** Work instruction **
In the extract on PMA form disclosure below, the haemochromatosis example names features of a patient's history that mean the condition should be disclosed. Please list each of them.

** Extract **
++++++++
However, if a patient is actually suffering from the effects of a genetic condition, then this information should be disclosed. An example might be where a patient had genetic screening for haemochromatosis. If the genetic screening indicated that the patient had positive genes for haemochromatosis, but was not yet suffering from the effects of this, then this need not be disclosed. If on the other hand they had a history of iron overload with high ferritin and transferrin saturation, and needed routine venesection, then this should be disclosed.
This part of the PMA form can often cause a dilemma for the doctor. Information on family history is often gathered through hearsay from the patient, may be factually unreliable, and the doctor does not have consent from this potentially identifiable family member to disclose their medical detail. Even if the doctor has access to the medical records of family members, they most likely have no consent from those family members to disclose their clinical information.
Family history can be completed if the family member is not identifiable, so any reference to ‘father’, ‘mother’, etc, should be omitted. There is usually an option on the patient application part of the PMA form where the patient themselves can enter any such detail. The doctor can then strike through their part of the form stating ‘refer to patient’ or ‘family history may be obtained directly from the patient’.
++++++++
(Dataset entries)

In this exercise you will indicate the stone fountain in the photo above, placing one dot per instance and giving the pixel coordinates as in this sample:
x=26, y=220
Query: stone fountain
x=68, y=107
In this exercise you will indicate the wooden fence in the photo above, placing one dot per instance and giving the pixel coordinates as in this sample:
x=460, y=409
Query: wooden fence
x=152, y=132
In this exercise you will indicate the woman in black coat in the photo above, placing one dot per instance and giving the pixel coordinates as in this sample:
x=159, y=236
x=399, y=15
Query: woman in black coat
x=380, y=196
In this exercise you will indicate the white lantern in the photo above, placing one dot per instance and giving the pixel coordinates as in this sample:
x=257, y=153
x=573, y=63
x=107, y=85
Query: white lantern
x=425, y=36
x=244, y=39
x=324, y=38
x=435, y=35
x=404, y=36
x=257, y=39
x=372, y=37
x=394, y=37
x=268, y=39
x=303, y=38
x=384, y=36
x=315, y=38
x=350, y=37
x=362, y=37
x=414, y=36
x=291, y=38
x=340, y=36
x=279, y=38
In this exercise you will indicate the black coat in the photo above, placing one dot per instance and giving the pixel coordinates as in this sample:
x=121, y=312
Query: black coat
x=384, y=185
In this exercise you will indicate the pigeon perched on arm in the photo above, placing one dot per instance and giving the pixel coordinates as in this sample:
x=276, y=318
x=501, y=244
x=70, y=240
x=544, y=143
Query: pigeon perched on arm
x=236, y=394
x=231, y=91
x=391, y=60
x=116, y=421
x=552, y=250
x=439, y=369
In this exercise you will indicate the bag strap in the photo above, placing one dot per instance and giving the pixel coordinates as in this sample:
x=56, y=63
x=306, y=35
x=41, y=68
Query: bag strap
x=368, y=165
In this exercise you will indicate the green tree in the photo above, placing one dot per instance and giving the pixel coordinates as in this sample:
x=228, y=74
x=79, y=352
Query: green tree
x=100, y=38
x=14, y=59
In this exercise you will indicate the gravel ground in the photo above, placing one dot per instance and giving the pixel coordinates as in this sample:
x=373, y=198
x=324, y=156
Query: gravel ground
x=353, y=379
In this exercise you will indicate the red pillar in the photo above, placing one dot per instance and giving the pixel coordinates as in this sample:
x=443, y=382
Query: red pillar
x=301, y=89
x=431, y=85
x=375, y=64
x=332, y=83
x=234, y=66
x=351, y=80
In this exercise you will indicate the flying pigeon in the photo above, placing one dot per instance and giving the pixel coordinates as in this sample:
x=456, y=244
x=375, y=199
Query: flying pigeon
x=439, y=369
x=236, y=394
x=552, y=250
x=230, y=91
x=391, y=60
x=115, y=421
++++++++
** Completed exercise **
- A history of iron overload
- High ferritin
- High transferrin saturation
- A need for routine venesection